• What you are asked to do
Return only the line that contains "Can you find the wooden" and each line after it, through the last line of the data below, copied exactly.

-- start Dataset --

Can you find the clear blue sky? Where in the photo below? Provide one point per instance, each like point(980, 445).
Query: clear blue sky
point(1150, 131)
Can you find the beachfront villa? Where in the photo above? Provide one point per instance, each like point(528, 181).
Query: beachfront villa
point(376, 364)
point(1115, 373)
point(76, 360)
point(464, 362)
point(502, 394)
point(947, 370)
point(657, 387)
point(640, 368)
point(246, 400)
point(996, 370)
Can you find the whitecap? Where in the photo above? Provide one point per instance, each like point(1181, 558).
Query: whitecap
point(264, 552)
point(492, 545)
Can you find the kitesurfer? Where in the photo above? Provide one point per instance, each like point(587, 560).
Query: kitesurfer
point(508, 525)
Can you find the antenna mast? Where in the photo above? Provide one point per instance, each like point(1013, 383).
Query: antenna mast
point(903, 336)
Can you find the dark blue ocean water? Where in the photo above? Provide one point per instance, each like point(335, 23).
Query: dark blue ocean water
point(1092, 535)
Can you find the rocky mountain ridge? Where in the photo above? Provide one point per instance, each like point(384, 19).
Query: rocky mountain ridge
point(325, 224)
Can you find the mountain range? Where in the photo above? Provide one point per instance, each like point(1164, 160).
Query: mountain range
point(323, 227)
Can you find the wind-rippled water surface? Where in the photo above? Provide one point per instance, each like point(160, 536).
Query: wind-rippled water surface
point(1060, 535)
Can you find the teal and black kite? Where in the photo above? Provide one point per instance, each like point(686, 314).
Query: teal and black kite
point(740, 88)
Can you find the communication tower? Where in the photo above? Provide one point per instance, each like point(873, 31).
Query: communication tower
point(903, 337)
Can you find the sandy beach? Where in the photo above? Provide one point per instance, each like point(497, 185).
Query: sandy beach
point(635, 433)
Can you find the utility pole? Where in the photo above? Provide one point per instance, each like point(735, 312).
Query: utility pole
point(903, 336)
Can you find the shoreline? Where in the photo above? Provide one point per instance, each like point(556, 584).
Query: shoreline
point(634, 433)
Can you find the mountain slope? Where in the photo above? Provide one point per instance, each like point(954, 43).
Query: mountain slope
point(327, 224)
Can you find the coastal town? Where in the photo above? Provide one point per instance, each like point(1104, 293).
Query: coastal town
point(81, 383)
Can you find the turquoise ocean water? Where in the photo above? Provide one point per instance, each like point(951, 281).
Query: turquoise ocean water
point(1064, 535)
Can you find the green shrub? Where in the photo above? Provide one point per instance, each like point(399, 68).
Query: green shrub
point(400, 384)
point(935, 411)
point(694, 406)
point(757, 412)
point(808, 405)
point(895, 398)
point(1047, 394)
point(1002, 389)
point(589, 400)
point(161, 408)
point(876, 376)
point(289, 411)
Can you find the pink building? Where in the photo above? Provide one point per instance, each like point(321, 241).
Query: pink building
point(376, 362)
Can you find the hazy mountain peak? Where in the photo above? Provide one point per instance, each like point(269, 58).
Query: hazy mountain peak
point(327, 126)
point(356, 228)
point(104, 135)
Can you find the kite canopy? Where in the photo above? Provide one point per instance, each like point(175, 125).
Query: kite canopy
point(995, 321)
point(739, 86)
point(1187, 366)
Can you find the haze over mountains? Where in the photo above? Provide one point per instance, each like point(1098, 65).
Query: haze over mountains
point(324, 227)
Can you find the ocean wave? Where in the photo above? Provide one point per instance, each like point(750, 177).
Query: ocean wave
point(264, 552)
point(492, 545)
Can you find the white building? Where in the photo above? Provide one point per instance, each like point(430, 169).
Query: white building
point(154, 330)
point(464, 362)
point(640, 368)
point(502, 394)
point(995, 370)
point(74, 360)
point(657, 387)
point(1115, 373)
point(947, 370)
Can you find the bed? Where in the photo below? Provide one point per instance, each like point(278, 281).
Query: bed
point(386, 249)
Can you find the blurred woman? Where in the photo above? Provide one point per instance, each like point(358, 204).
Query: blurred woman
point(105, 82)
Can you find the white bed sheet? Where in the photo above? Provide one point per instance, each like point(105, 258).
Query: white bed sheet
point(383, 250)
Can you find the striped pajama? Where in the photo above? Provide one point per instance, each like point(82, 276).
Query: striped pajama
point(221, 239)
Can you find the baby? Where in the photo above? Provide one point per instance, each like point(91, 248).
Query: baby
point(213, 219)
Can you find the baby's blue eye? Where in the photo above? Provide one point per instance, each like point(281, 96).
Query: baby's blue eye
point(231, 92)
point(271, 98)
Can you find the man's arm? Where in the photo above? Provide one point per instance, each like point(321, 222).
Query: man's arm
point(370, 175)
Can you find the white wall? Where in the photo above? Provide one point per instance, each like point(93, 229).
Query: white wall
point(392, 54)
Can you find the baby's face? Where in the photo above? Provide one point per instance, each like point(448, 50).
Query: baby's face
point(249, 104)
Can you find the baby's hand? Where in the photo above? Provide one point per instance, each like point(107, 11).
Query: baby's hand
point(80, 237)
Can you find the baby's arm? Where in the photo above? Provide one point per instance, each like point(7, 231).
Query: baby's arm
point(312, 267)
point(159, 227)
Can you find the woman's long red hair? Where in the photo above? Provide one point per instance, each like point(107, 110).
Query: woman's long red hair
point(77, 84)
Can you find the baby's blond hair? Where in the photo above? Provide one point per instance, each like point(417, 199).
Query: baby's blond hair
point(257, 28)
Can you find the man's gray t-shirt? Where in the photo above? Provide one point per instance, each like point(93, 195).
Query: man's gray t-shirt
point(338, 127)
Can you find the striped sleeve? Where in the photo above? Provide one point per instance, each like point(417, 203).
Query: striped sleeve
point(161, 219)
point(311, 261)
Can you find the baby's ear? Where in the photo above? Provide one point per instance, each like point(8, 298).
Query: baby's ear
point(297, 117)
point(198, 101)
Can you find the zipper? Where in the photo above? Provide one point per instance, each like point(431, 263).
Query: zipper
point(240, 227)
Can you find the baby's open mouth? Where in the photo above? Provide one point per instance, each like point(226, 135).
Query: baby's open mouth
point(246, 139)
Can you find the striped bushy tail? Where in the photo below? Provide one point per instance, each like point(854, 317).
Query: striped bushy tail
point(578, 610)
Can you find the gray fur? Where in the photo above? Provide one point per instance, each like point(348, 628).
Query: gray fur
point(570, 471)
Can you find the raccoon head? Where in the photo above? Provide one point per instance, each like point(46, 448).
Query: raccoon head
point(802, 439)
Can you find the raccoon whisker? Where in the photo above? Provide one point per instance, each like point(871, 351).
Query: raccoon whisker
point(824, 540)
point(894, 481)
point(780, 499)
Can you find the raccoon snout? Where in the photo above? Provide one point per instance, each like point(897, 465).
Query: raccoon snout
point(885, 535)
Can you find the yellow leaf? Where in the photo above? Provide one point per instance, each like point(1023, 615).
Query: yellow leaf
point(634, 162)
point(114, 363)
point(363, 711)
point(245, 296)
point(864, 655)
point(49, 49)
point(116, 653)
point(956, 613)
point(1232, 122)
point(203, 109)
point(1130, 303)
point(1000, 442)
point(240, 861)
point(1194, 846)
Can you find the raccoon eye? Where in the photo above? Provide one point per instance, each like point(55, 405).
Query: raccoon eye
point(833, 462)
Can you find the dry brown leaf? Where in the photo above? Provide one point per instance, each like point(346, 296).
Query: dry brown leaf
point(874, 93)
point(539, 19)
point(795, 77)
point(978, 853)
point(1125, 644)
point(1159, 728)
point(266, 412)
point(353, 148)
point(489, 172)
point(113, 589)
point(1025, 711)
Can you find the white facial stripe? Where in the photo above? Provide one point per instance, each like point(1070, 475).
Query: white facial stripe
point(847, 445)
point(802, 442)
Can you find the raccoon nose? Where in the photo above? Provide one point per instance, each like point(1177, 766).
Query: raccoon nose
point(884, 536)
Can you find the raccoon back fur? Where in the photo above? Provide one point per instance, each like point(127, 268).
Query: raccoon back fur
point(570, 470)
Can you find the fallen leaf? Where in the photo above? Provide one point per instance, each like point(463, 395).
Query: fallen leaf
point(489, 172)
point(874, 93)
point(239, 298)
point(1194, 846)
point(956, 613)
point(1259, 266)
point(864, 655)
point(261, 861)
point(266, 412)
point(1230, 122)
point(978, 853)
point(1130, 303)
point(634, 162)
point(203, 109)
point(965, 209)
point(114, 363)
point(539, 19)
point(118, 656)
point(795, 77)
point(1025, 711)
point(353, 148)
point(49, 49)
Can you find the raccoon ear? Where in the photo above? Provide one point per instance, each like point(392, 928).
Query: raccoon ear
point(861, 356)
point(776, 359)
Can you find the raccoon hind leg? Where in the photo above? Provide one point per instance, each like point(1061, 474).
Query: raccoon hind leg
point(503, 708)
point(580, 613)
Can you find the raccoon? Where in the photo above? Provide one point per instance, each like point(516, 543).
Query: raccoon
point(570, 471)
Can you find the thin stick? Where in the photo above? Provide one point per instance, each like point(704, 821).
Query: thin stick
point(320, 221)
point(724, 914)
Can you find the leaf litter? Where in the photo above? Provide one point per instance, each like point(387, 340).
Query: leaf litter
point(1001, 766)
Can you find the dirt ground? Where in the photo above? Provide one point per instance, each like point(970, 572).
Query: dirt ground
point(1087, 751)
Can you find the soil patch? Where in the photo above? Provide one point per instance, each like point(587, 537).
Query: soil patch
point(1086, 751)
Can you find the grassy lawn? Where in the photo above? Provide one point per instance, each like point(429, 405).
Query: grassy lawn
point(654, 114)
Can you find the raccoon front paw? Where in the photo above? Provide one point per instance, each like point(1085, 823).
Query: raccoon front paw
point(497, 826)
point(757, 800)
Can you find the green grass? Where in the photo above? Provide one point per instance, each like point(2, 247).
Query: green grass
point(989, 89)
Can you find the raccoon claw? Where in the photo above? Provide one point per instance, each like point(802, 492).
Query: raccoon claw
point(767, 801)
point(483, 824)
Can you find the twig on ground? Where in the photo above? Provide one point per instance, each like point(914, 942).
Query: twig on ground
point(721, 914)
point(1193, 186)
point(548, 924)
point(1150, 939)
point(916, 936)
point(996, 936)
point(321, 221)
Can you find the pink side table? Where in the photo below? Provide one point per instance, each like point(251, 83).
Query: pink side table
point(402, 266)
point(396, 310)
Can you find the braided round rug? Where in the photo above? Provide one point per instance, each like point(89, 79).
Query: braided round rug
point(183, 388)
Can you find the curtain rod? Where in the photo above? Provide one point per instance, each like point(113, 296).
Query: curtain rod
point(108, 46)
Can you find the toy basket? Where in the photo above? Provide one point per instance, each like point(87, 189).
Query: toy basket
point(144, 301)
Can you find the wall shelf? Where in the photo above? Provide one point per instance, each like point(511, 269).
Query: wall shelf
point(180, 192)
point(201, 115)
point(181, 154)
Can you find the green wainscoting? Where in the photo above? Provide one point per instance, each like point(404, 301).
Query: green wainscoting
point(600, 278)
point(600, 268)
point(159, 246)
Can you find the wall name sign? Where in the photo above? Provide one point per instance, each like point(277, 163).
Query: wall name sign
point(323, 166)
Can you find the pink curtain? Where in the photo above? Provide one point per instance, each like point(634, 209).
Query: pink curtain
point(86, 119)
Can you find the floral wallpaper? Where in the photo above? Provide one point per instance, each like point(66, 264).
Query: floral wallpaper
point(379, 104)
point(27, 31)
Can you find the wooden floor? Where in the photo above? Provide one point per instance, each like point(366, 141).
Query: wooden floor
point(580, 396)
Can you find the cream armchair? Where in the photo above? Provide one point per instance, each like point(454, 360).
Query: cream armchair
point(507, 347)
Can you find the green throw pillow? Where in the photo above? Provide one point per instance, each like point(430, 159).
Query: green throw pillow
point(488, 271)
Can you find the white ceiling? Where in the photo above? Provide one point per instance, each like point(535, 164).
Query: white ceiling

-- end Dataset --

• Finished exercise
Can you find the wooden floor? Where in the photo above? Provide one point per instance, each like point(366, 141).
Query: wooden floor
point(580, 396)
Can you find the cream armchair? Where in the photo above? Provide one point per instance, each like point(454, 360).
Query: cream armchair
point(507, 347)
Can you find the green throw pillow? Where in the photo above? Provide one point per instance, each like point(430, 159).
Query: green throw pillow
point(488, 271)
Can you find the white ceiling? Where in the photo above? Provide one point per instance, each like point(535, 164).
Query: white ceiling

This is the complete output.